◆ **Passage given**:
You'll have to excuse my lack of a reference picture for a short while, I just got finished transferring my stuff from my old Ds to the new one and didn't realize the Eshop was having problems.


----------



## Amnesia (Dec 27, 2013)

No worries ^_^ You can just take your time. I'm a bit busy on pokemon training xD So I might not check here for a while.


----------



## sej (Dec 27, 2013)

Hi if there is a free spot I would like to ask for a style 1. My character hugging Twiggy and then Kid Cat gets jealous how much money is that?

Here is my character


----------



## Evy J (Dec 27, 2013)

oh can i get a slot?


----------



## sej (Dec 27, 2013)

I think there is cause I just got a slot. Ask her in PM


----------



## mapleshine (Dec 27, 2013)

Is there still a spot?


----------



## Mao (Dec 27, 2013)

Me if there's still a slot nvdkjf

*Username:* Hazelx
*Style preference:* Style 3 please ^_^
*Background or no?* No background :3
*Mayor/villager reference:*


Spoiler










 is mayor and Zucker holding bubble wands ok? I'm wearing: this dress, tortoise specs, hairbow wig and white patent shoes
*Any notes?* Is it ok for it to be _kinda_ similar to the one in your sig? I don't know if that even is style 3 sorry hfmkhsd
*Payment:* 400k


----------



## Pathetic (Dec 27, 2013)

*Username:* Makkine.
*Style preference:* Style 3.
*Background or no?* Transparent. :3
*Mayor/villager reference:* this post and could you make the skin this color? click V
*Payment: *400k
*Any notes?* Could you make it 2 sizes? One that could go into a signature? Thank you! Also, could you draw me and Stitches eating a cake? Thank ya! :3

It may take me a few minutes to get the bells, I'm literally broke ;w;


----------



## Amnesia (Dec 27, 2013)

Style 2 + 3 are the only ones with a spot still xD I'm sorry for late reply, was sleeping.
Adding ya onto the list ~


----------



## Mao (Dec 27, 2013)

Ok, post edited ^_^


----------



## reyy (Dec 27, 2013)

◆ **Given records**:
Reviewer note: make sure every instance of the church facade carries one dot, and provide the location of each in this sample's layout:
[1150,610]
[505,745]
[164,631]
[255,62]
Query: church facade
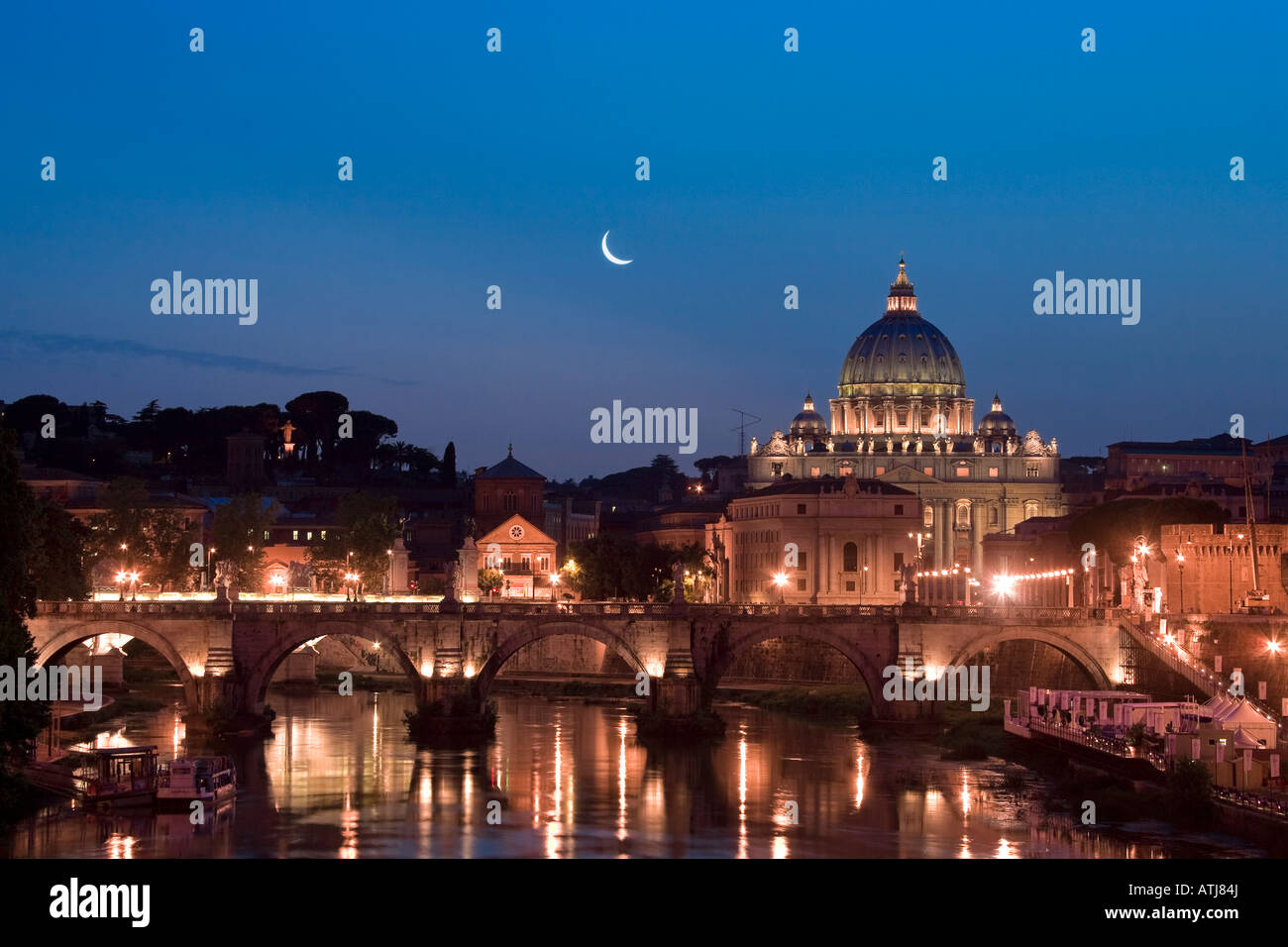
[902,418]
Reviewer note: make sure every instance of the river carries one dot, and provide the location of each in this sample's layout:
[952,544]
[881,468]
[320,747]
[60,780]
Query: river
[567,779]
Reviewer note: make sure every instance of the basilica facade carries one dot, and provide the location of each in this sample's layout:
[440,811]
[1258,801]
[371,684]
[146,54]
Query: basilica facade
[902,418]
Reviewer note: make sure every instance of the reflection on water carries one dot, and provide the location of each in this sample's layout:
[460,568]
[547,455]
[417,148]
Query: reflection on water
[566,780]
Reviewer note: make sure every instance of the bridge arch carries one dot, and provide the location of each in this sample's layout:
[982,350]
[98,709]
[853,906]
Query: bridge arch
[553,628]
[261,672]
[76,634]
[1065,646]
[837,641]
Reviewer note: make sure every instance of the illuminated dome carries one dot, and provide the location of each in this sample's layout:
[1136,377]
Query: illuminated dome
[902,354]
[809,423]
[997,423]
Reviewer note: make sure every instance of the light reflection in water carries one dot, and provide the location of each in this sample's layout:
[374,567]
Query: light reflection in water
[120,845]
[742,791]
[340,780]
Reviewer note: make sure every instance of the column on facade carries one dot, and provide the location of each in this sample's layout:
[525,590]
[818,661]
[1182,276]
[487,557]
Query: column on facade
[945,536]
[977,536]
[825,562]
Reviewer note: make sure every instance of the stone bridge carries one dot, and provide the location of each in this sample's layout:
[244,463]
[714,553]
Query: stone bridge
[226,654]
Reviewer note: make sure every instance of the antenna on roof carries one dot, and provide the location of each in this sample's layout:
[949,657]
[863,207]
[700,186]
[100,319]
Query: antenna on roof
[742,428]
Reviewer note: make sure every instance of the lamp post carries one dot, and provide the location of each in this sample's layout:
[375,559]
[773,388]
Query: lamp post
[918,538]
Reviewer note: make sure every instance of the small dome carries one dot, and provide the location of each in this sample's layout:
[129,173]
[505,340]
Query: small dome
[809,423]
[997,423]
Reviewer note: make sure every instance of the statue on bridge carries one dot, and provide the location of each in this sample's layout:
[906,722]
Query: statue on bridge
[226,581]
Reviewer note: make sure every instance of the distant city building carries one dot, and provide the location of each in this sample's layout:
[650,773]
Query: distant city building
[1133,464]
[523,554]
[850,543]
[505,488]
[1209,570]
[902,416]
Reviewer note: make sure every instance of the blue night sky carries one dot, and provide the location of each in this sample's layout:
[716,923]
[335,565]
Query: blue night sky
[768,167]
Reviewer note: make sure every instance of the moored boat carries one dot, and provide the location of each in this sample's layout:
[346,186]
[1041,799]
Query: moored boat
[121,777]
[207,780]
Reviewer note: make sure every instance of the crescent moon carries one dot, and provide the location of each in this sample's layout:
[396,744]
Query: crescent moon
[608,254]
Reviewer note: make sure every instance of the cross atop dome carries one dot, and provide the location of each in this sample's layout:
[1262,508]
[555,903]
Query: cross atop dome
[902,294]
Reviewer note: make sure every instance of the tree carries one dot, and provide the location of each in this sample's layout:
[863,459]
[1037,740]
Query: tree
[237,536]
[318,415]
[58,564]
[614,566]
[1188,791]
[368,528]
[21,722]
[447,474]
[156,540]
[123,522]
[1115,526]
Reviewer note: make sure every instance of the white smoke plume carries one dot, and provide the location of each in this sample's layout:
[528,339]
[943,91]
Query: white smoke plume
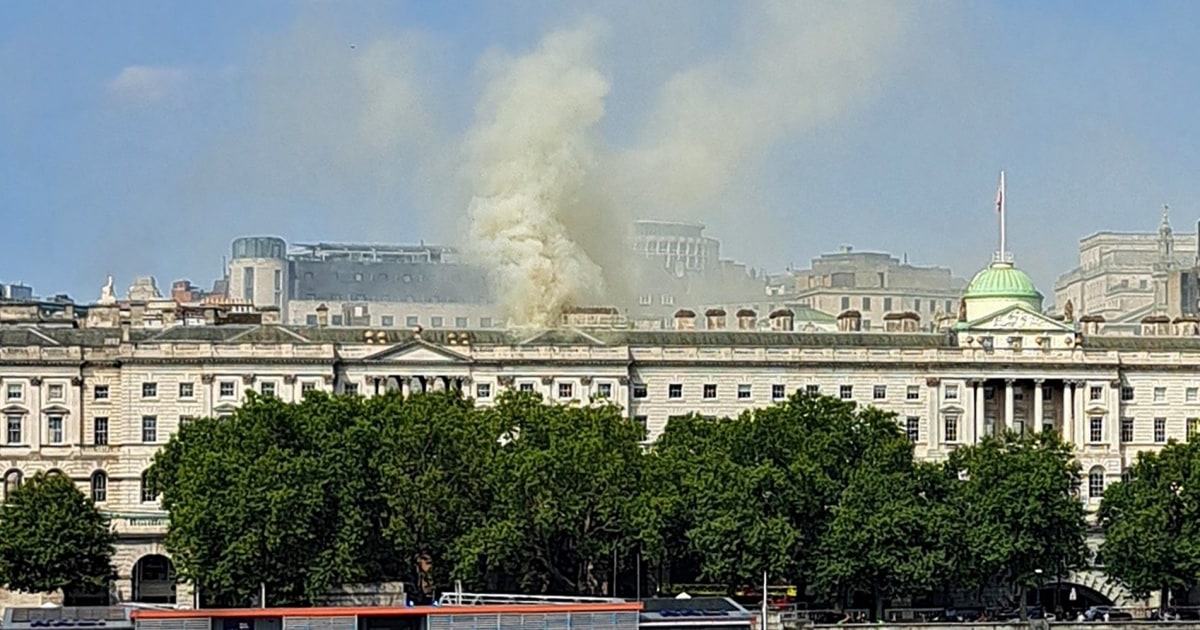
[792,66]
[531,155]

◆ **Written request A**: In the art-request thread, list each distinct name that appears in a post header, giving each name only once.
◆ **Written request B**: Write the next part of the art-request thread, picking up right after its final line.

◆ **Answer A**: Amnesia, sej, Evy J, mapleshine, Mao, Pathetic, reyy

◆ **Answer B**:
aaah ahhhh so cute

*Username:* Grumpy Cat
*Style preference:* style 2 eep
*Background or no?* BACKGROUND YES. The background i want to be: cherry trees and flowers around a lake
*Mayor/villager reference:*

*Any notes?* I want Octavian and Marina sitting on a bench eatin' ice cream ooh ooh make them blush and i'm just sitting behind a tree lookin' all smug like ''eheheh i set them up and now they will date''
*Payment:* BELLZ


----------



## Amnesia (Dec 27, 2013)

Adding in the order o: I'll let you know when I'm available.


----------



## Megan. (Dec 27, 2013)

Is there still a spot open? c:

*Username: Megatastic*
*Style preference: 3*
*Background or no? No*
*Mayor/villager reference:



*
*Any notes? No~ c:*
*Payment: 300k*


----------



## Amnesia (Dec 27, 2013)

Megatastic said:


> Is there still a spot open? c:
> 
> *Username: Megatastic*
> *Style preference: 3*
> ...



Uwah ~ ; v ; Style 3 is full, same with style 1. I can PM you if there are more spots left.


----------



## Megan. (Dec 27, 2013)

Aw okies~ c:
Thank you!


----------



## Amnesia (Dec 27, 2013)

Finished with *Stargazer741*'s commission! (Francine looks weird ; v ; )






- - - Post Merge - - -

Time to colour in gnoixaim's drawing and start drawing lynn's!


----------



## mapleshine (Dec 28, 2013)

Aww, were there styles for 1 open?


----------



## Amnesia (Dec 28, 2013)

I'm sorry ; v ; It's full once again!
So many people love Style 1 so I'll probably work on that one more ~


----------



## Amnesia (Dec 28, 2013)

Finished commission for *lynn105*
I'll work on the rest /o/ (aka; style 1 & 2)


----------



## kasane (Dec 28, 2013)

Oh hello! It's meeeee~
Can I get a slot? OwO
*Username:* Helen
*Style preference:* Style 2
*Background or no?* Nah, all goods
*Mayor/villager reference:* 
 Also, could you include Diana in as well? Gijinka style c:
*Any notes?* Doesn't look like it XDD
*Payment:* 800k + 150k = 950k ^^


----------



## Amnesia (Dec 28, 2013)

Oh hello ~ Fancy meeting you here xD Adding you onto the list now!


----------



## Snow (Dec 28, 2013)

Yay! I made it in. here's the reference:



Spoiler



View attachment 19364

View attachment 19365



Please let me know when's a good time to meet up and pay you -- I have family here for the weekend so I won't be on much but I'd like to get you your payment. thanks!!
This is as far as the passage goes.